### What is needed
Lines before the one containing "[trace] <item>teepee canvas" are left out; that line and every line after it, through the end of the records, are to be reproduced exactly.

### Records for this exercise
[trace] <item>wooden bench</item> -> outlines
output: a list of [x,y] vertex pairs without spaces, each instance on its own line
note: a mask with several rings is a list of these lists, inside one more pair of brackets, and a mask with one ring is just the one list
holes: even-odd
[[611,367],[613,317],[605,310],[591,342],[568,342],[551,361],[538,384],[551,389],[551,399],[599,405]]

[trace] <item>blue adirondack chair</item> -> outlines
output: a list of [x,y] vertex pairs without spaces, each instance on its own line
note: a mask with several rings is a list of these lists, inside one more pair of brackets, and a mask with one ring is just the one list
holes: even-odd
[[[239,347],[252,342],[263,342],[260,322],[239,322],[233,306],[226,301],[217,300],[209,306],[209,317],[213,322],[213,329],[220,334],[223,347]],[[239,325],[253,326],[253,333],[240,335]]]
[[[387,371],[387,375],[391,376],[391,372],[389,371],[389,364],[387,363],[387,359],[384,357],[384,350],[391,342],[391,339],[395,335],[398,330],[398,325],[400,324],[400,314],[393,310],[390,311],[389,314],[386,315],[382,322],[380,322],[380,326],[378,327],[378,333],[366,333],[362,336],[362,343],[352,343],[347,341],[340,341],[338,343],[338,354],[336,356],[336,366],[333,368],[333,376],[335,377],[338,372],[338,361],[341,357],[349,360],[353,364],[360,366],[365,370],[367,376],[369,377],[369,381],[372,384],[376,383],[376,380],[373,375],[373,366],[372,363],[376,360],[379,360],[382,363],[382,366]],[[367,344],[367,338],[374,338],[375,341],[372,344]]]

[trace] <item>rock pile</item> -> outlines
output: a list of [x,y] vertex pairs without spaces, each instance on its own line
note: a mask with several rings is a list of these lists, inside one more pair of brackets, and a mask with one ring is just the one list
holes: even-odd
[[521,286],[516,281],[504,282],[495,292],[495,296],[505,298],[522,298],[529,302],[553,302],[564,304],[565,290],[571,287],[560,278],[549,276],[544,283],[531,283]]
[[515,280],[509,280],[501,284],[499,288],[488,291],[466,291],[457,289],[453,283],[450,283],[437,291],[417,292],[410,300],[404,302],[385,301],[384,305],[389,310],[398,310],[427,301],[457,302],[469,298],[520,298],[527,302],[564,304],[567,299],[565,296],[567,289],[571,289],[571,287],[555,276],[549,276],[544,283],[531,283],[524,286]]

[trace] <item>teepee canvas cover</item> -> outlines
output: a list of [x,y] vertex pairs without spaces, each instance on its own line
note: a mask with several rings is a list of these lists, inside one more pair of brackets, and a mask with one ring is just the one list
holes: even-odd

### Expected output
[trace] <item>teepee canvas cover</item> -> outlines
output: a list of [x,y] vertex pairs without spaces, each instance on its own line
note: a mask with several rings is a list of these lists, inside one more pair of brackets, and a mask with one ring is just the one list
holes: even-odd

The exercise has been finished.